▶ **Instructions for the task**:
In the rows between the line holding "and white hair" and the line holding "447,16 -> 540,322", inclusive, substitute "colorful" for "colourful" and reproduce only those lines with nothing else altered.

▶ **Data shown**:
------------

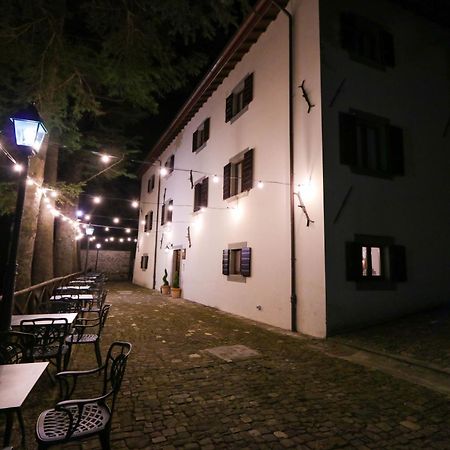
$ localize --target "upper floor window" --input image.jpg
[192,118,209,152]
[164,155,175,175]
[341,13,395,67]
[194,178,208,212]
[225,73,253,122]
[223,149,253,200]
[346,235,406,289]
[339,112,404,177]
[161,200,173,225]
[147,174,155,193]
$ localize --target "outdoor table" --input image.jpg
[11,313,78,326]
[0,362,48,447]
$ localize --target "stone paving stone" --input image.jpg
[0,283,450,450]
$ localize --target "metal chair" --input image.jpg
[64,305,111,367]
[20,318,69,378]
[36,342,131,450]
[0,331,35,447]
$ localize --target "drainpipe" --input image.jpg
[153,159,161,289]
[271,0,297,332]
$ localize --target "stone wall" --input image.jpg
[80,249,133,281]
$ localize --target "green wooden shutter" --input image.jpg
[339,112,358,166]
[243,73,253,106]
[222,250,230,275]
[192,130,198,152]
[223,163,231,200]
[380,31,395,67]
[225,94,233,122]
[241,247,252,277]
[388,125,405,175]
[200,178,208,208]
[345,242,362,281]
[242,149,253,191]
[388,245,406,281]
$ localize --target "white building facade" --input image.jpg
[134,0,450,337]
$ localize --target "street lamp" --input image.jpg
[84,224,94,275]
[94,244,102,273]
[0,105,47,331]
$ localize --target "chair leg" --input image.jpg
[95,339,102,367]
[99,427,111,450]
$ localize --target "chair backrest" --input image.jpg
[103,342,132,414]
[20,318,68,351]
[0,331,35,365]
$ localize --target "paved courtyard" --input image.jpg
[0,283,450,450]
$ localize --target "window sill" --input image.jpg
[229,105,248,124]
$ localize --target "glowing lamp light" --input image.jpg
[10,105,47,154]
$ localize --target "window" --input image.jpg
[192,118,209,152]
[222,242,252,281]
[161,200,173,225]
[223,149,253,200]
[341,13,395,68]
[225,73,253,122]
[164,155,175,175]
[194,178,208,212]
[147,174,155,193]
[346,235,406,289]
[141,254,148,270]
[339,112,404,177]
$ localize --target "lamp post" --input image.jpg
[0,105,47,331]
[84,224,94,275]
[94,244,102,273]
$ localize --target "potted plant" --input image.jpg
[161,269,170,295]
[172,271,181,298]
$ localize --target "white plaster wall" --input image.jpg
[321,0,450,332]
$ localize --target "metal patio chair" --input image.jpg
[36,342,131,450]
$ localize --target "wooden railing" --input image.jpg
[4,272,83,314]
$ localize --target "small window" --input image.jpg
[223,149,253,200]
[161,200,173,225]
[339,112,404,177]
[222,242,252,281]
[341,13,395,68]
[194,178,208,212]
[141,255,148,270]
[164,155,175,175]
[225,73,253,122]
[147,174,155,193]
[346,235,406,289]
[192,118,209,152]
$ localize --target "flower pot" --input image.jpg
[161,284,170,295]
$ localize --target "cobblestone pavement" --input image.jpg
[0,283,450,450]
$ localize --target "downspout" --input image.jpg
[271,0,297,332]
[152,163,161,289]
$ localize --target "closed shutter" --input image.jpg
[192,130,198,152]
[223,163,231,200]
[161,203,166,225]
[380,31,395,67]
[225,94,233,122]
[203,117,209,142]
[341,13,356,52]
[200,178,208,208]
[194,183,202,212]
[345,242,362,281]
[339,113,358,166]
[244,73,253,106]
[388,125,405,175]
[242,149,253,191]
[389,245,406,281]
[222,250,230,275]
[241,247,252,277]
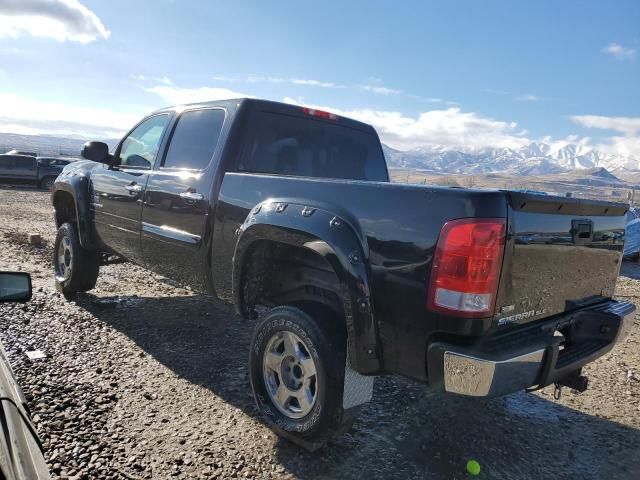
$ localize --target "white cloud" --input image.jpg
[0,0,111,43]
[155,75,173,85]
[570,115,640,159]
[0,93,146,138]
[145,85,251,105]
[284,97,530,150]
[290,78,343,88]
[517,93,540,102]
[602,42,636,60]
[571,115,640,136]
[360,85,402,96]
[484,88,509,95]
[247,75,345,88]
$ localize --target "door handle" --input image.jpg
[180,192,204,202]
[125,183,142,195]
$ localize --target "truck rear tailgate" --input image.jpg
[496,192,628,325]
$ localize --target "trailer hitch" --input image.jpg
[553,368,589,400]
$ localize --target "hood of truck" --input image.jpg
[495,192,628,326]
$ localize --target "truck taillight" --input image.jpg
[302,107,338,120]
[427,218,505,317]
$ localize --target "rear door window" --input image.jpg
[14,157,36,170]
[162,108,225,170]
[238,111,388,182]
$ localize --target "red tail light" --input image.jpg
[427,218,505,317]
[302,107,338,120]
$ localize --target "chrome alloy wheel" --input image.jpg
[56,236,73,282]
[262,331,318,419]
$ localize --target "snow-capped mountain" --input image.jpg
[383,142,640,175]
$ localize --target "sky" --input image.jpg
[0,0,640,158]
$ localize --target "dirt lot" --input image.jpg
[0,186,640,479]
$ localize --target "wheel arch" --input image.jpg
[51,176,95,250]
[232,199,382,374]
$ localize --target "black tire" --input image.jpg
[53,223,100,297]
[40,177,56,190]
[249,306,357,451]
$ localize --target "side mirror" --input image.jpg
[0,272,32,303]
[80,142,111,165]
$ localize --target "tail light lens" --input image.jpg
[427,218,505,317]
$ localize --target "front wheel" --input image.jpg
[53,223,100,297]
[249,307,355,450]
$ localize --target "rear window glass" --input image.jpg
[163,109,224,170]
[238,112,388,182]
[14,158,36,168]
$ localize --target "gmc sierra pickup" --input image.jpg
[52,99,635,448]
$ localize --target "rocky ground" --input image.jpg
[0,186,640,479]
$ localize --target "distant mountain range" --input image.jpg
[383,142,640,175]
[0,133,640,179]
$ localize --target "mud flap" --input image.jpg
[342,355,375,410]
[279,355,375,452]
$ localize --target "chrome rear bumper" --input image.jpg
[427,301,636,397]
[444,349,545,397]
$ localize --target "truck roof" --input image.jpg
[153,97,376,134]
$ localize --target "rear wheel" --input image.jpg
[249,307,357,450]
[53,223,100,296]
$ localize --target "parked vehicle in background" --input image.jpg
[52,99,635,448]
[0,153,73,190]
[4,148,38,157]
[0,272,50,480]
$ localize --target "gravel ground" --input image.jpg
[0,186,640,479]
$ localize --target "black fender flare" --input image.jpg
[51,175,96,250]
[232,199,382,374]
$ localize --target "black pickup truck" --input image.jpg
[53,99,635,446]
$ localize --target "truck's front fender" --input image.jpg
[51,174,95,250]
[232,199,382,374]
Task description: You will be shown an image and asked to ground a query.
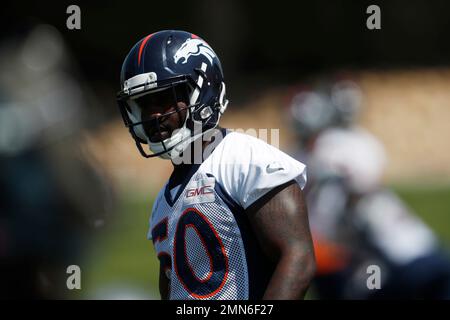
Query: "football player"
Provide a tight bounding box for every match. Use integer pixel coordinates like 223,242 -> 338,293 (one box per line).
118,30 -> 315,299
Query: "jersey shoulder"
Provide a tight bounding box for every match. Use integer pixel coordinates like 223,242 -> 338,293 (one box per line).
201,132 -> 306,209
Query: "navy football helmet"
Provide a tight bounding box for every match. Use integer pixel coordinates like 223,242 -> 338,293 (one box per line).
117,30 -> 228,159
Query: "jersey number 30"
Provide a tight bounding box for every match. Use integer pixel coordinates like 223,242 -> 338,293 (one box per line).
152,208 -> 228,299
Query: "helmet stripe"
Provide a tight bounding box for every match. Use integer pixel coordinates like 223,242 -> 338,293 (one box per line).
138,33 -> 153,65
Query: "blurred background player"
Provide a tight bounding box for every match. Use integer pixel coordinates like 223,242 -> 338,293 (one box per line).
289,79 -> 450,299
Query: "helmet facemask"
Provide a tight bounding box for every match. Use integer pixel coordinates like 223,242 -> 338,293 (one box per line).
118,70 -> 228,159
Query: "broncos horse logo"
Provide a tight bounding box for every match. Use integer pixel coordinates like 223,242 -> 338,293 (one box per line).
173,39 -> 216,64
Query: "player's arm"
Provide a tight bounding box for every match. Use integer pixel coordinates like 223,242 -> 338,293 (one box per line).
247,181 -> 316,299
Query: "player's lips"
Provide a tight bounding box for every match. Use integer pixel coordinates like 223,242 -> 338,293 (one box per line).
150,130 -> 170,142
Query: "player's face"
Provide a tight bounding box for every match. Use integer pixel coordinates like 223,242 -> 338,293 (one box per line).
136,86 -> 188,142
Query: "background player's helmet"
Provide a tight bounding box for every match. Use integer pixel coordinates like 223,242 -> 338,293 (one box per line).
289,80 -> 362,142
117,30 -> 228,159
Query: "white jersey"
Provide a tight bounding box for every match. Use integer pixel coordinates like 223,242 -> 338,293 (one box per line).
149,132 -> 306,300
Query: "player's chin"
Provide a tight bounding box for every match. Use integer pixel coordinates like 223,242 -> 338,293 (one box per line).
149,130 -> 170,143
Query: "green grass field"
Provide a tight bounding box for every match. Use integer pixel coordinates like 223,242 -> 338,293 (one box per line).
77,186 -> 450,299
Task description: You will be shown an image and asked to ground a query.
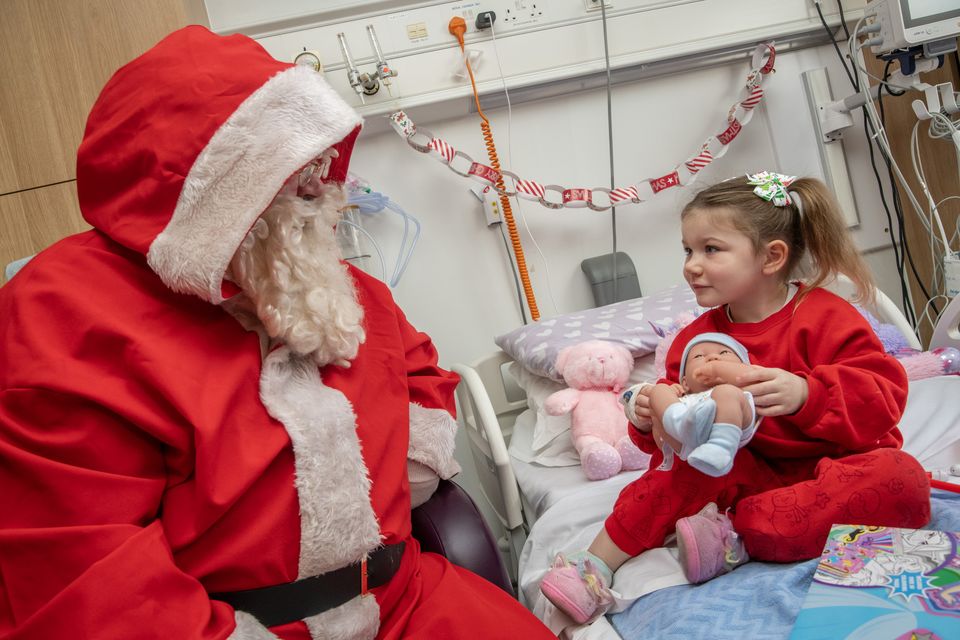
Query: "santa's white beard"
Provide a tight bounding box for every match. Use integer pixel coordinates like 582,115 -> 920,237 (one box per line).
230,186 -> 365,366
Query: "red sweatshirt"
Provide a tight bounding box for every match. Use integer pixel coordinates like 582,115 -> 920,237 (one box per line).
666,289 -> 907,458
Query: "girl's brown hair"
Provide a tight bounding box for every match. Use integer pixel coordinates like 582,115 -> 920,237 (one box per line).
680,177 -> 875,302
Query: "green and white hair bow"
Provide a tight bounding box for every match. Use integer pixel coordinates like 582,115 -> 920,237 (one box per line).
747,171 -> 797,207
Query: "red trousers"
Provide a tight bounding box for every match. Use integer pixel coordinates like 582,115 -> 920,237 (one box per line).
605,448 -> 930,562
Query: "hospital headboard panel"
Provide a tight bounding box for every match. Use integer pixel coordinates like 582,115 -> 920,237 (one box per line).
930,296 -> 960,349
451,351 -> 527,580
826,275 -> 923,349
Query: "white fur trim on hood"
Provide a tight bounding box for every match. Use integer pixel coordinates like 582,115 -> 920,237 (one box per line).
227,611 -> 279,640
407,403 -> 460,480
304,595 -> 380,640
147,65 -> 361,304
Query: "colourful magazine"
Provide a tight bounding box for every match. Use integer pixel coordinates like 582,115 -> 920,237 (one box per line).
790,525 -> 960,640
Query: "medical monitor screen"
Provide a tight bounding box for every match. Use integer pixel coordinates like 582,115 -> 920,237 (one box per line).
900,0 -> 960,27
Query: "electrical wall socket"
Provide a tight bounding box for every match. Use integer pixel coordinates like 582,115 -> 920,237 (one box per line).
583,0 -> 613,11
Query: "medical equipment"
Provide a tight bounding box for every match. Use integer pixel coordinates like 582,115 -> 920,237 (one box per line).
447,16 -> 540,321
216,0 -> 865,125
390,43 -> 776,211
337,174 -> 420,288
864,0 -> 960,54
337,31 -> 380,104
367,24 -> 397,93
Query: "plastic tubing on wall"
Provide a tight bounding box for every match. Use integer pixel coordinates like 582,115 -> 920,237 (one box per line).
447,16 -> 540,322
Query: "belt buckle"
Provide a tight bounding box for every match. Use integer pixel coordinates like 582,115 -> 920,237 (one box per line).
360,556 -> 369,596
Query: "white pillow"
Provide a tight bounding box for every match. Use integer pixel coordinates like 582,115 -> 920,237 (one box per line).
494,285 -> 704,382
508,353 -> 657,467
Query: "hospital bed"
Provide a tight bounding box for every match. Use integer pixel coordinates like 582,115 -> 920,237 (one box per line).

------------

▶ **Answer for the task**:
Query: "green and white hair bow"
Provide a tight bounding box for every match. Use integer pixel coordinates like 582,115 -> 920,237 (one box per line).
747,171 -> 797,207
Query: "red trousers"
Provide a tight bounding box for every match. Use integer pixel coordinates like 582,115 -> 920,237 (one box per line).
605,448 -> 930,562
Query: "hospital headboard panel"
Provide a tight bounding box for every match. Use integer pixel coordinates like 582,115 -> 920,237 (one box per line).
930,296 -> 960,349
451,351 -> 527,580
826,275 -> 923,349
Query: "white fur trim on hood"
Provide a tight bounding box for every match. Use integer pixel coordinates like 582,115 -> 920,237 (one box per line).
227,611 -> 279,640
407,403 -> 460,480
304,595 -> 380,640
147,65 -> 361,304
Query: "colorful magazine"
Provide a tight bounding box for every match. Use integer pixel coordinates like 582,115 -> 920,237 (one box per line).
790,525 -> 960,640
Query: "medical monitor screen"
Provide a tight bounding box for every match. Use integer pixel coordinates like 582,115 -> 920,237 (one box per line).
900,0 -> 960,27
Query: "electrical wall socket"
Provide a tight bounding box for every match. Use integer pixel coordinates like 582,115 -> 920,237 (one box per line).
583,0 -> 613,11
Query: "medical equipment"
Provide a tight bounding box for every match. Use integer pixel coordinates like 582,115 -> 920,237 (one box per line).
447,16 -> 540,321
216,0 -> 865,125
390,43 -> 776,211
337,174 -> 420,288
864,0 -> 960,54
337,31 -> 380,104
367,24 -> 397,93
Query: "plastic tubing on wall"
Provide a tight bounding box for every match. Use integer pixel coordinates like 582,115 -> 920,237 (one box per line).
447,16 -> 540,322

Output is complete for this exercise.